- EXERCISE TEXT -
▽
Cloud Computing, Management Complexity, Self-Organizing Fractal Theory, Non Equilibrium Thermodynamics, DIME networks, and all that Jazz

“There are two kinds of creation myths: those where life arises out of the mud, and those where life falls from the sky. In this creation myth, computers arose from the mud and code fell from the sky.”

— George Dyson, “Turing’s Cathedral: The Origins of the Digital Universe”, New York: Random House, 2012.

“The DIME network architecture arose out of the need to manage the ephemeral nature of life in the Digital Universe”

— Rao Mikkilineni (2012)
△
- DATA PROVIDED -
▽
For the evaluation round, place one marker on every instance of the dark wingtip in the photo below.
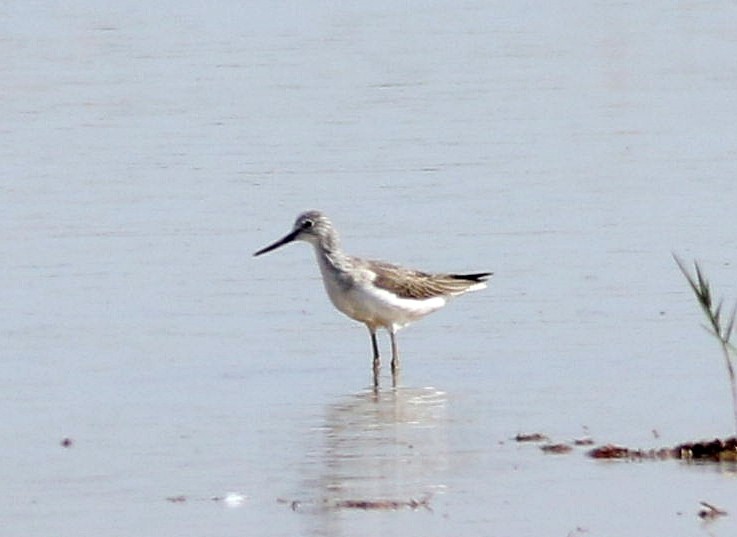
△
▽
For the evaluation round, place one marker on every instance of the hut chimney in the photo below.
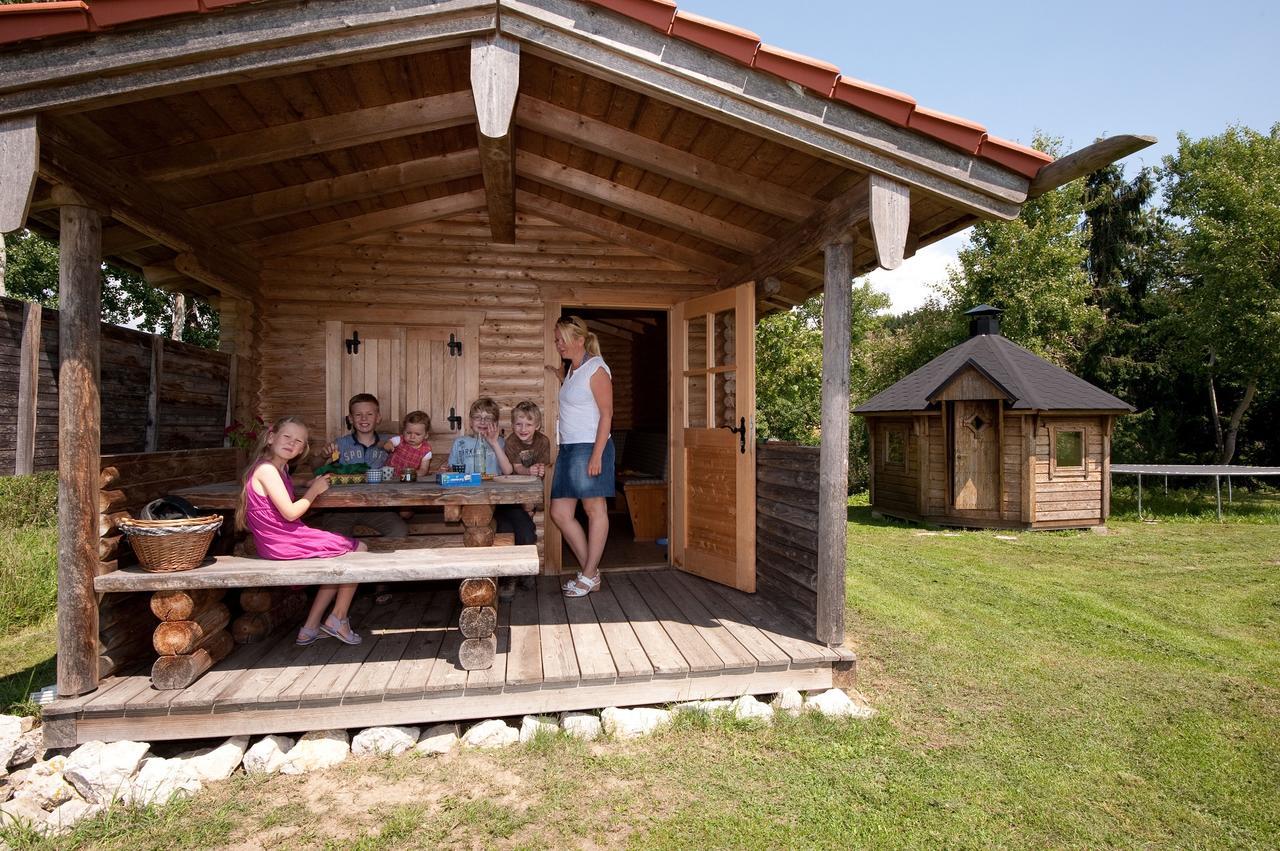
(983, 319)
△
▽
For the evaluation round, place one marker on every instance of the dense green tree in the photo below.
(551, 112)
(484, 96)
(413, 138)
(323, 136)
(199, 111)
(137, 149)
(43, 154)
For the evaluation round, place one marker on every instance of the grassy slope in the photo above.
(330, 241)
△
- TASKS TO CARRY OUT -
1: Print the part of the cloud computing text above, starting with "Cloud Computing, Management" and going on through "Rao Mikkilineni (2012)".
2: In the cloud computing text, what need did the DIME network architecture arise out of?
3: Pick up the cloud computing text from its last line and continue it.

- PER-TASK OUTPUTS -
1:
Cloud Computing, Management Complexity, Self-Organizing Fractal Theory, Non Equilibrium Thermodynamics, DIME networks, and all that Jazz

“There are two kinds of creation myths: those where life arises out of the mud, and those where life falls from the sky. In this creation myth, computers arose from the mud and code fell from the sky.”

— George Dyson, “Turing’s Cathedral: The Origins of the Digital Universe”, New York: Random House, 2012.

“The DIME network architecture arose out of the need to manage the ephemeral nature of life in the Digital Universe”

— Rao Mikkilineni (2012)

2: The need to manage the ephemeral nature of life in the Digital Universe.

3:
Abstract:

The explosion of current cloud computing software offerings (both open-sourced and proprietary)  to create public, private and hybrid clouds raises a question. Is it resulting in higher resiliency, efficiency and scaling of service offerings or increasing the complexity by introducing more components in an already crowded datacenter deploying myriad appliances, management frameworks, tools and people, all claiming to help lower total cost of operation? As the reliability, availability, performance, security and efficiency of the total system depends both on the number of components and their configuration, the architecture of a system plays an important role in defining the overall system resiliency, efficiency and scaling. We discuss current cloud computing architecture, the resulting complexity and investigate possible solutions using the self-organizing fractals theory and non-equilibrium thermodynamics. Evolution has taught us that when complexity increases, often, an architectural transformation occurs to lower the overall system entropy. Is a phase transition about to occur in our data centers seeded by the new many-core servers and high bandwidth communications?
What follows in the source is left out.